__Task directions__. Copy each of the following rows verbatim, keeping every character, space, and line break unchanged.

__Provided information__.

########################################

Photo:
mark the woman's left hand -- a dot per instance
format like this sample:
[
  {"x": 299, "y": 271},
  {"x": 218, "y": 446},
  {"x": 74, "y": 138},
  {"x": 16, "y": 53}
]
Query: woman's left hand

########################################

__Expected output__.
Photo:
mark the woman's left hand -- a dot per instance
format like this sample:
[
  {"x": 299, "y": 271},
  {"x": 218, "y": 446},
  {"x": 74, "y": 138},
  {"x": 16, "y": 53}
]
Query: woman's left hand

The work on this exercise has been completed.